(Dataset excerpt)
--

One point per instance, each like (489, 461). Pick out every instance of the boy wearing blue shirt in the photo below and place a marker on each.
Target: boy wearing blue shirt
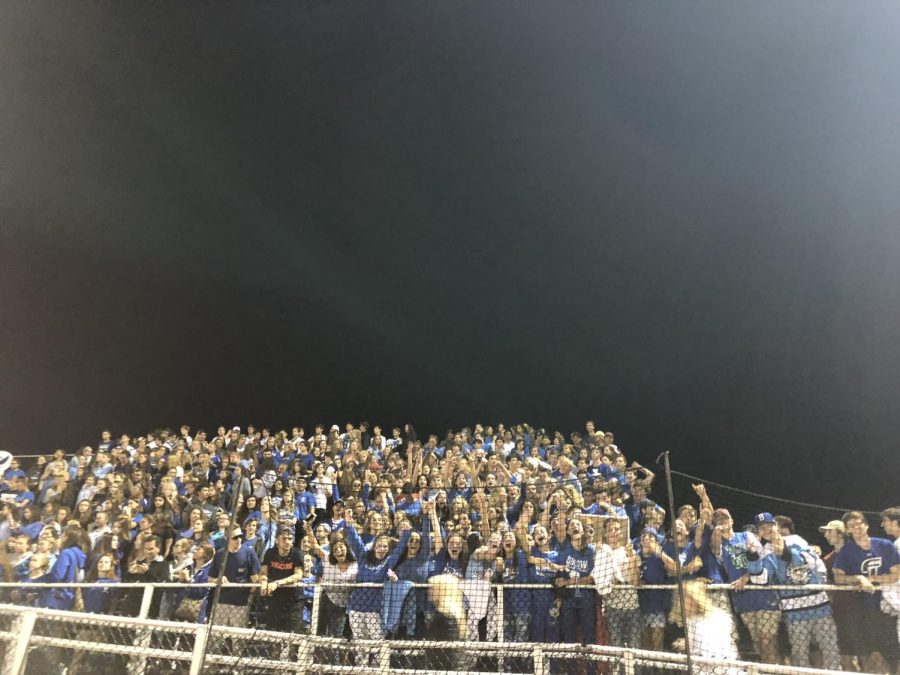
(869, 562)
(758, 610)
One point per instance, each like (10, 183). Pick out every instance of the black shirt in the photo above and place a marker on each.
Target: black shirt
(281, 567)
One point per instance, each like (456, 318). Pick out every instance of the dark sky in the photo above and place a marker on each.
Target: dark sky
(679, 218)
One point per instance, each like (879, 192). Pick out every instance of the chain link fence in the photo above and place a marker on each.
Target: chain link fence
(449, 625)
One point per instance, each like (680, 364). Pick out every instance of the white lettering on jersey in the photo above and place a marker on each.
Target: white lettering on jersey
(870, 566)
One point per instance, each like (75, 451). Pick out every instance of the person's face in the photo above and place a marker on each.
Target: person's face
(454, 545)
(414, 543)
(576, 529)
(689, 517)
(340, 550)
(494, 543)
(151, 550)
(833, 537)
(857, 527)
(509, 542)
(767, 531)
(381, 548)
(614, 532)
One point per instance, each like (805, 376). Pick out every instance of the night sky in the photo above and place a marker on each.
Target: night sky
(681, 219)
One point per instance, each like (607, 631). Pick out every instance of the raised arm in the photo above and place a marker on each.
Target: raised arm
(399, 549)
(425, 547)
(317, 550)
(705, 503)
(356, 543)
(435, 528)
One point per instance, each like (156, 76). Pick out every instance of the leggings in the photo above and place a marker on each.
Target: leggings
(624, 627)
(544, 627)
(824, 631)
(579, 611)
(366, 625)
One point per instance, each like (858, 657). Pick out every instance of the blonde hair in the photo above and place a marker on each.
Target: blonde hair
(696, 601)
(445, 592)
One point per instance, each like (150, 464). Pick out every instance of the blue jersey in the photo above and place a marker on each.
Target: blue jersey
(239, 568)
(797, 567)
(712, 568)
(542, 574)
(735, 559)
(685, 555)
(579, 564)
(653, 571)
(370, 599)
(878, 559)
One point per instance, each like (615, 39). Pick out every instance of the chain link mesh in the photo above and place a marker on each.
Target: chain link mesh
(465, 627)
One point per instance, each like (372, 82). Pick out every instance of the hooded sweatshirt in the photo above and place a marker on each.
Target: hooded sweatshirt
(67, 568)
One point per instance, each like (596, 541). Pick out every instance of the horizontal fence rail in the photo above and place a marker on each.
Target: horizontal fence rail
(31, 637)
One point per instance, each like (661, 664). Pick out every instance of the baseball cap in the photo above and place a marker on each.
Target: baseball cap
(833, 525)
(764, 518)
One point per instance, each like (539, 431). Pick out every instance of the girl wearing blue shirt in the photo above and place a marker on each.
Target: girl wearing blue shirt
(375, 566)
(578, 606)
(544, 568)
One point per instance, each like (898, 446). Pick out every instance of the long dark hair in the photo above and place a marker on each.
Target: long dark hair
(74, 536)
(340, 539)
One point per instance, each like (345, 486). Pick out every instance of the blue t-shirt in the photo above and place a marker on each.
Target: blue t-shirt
(735, 561)
(541, 574)
(880, 557)
(653, 571)
(238, 569)
(579, 564)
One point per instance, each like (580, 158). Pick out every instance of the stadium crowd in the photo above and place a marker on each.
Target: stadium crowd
(518, 506)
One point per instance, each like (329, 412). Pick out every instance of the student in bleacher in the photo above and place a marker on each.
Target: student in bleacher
(868, 563)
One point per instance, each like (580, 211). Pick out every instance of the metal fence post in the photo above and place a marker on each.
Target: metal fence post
(200, 636)
(501, 661)
(538, 660)
(314, 617)
(23, 625)
(629, 662)
(384, 657)
(142, 637)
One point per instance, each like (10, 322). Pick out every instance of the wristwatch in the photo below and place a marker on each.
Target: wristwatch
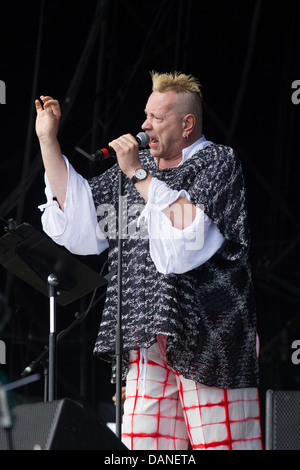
(140, 174)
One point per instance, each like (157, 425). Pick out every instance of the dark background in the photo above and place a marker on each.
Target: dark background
(95, 57)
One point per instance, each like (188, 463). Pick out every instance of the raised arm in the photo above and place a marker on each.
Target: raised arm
(47, 123)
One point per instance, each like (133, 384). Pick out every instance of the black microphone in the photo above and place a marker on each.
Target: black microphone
(142, 138)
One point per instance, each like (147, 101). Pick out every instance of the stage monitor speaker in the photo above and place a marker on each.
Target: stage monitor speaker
(282, 420)
(58, 425)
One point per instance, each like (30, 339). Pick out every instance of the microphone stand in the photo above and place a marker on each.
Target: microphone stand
(119, 338)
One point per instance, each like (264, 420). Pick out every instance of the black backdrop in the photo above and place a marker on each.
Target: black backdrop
(95, 57)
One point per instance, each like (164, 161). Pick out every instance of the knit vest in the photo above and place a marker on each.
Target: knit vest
(207, 314)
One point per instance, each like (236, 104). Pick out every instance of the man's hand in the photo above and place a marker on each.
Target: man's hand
(47, 119)
(47, 122)
(127, 151)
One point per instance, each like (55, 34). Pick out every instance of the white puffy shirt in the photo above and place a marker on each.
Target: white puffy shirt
(172, 250)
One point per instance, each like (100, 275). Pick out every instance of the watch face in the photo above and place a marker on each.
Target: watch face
(140, 173)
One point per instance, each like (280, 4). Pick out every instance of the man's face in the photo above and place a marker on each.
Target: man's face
(164, 126)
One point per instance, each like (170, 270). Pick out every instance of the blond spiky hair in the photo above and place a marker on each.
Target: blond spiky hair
(175, 81)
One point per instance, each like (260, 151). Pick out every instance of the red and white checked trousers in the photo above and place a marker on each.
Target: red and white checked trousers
(164, 411)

--

Rewrite the part of the data that opens with the line containing "One point per instance, each like (55, 34)." and runs through the end of the data, including both ends. Shift every coordinate in the answer points by adding 133, but keep the sample coordinates after "each like" unchanged.

One point per instance, each like (55, 34). Pick out every instance of the white puffy shirt in the photo above and place a marker on each.
Target: white puffy shirt
(305, 383)
One point per instance, each like (100, 275). Pick out every instance of the watch face in the photo above and place a marker on each.
Target: watch face
(273, 306)
One point per instance, each like (280, 4). Pick out every instance of the man's face in the photo above and place a marker on each.
Target: man's face
(297, 259)
One point per instance, each like (170, 270). Pick out every instance of the blond spiky hair in the photo above and place a marker on each.
Target: blond spiky hair
(308, 214)
One point per instance, each like (260, 151). Pick out every instance of the red and white checked trousers in the photo above and place a marker on each.
Target: red and white checked trousers
(297, 544)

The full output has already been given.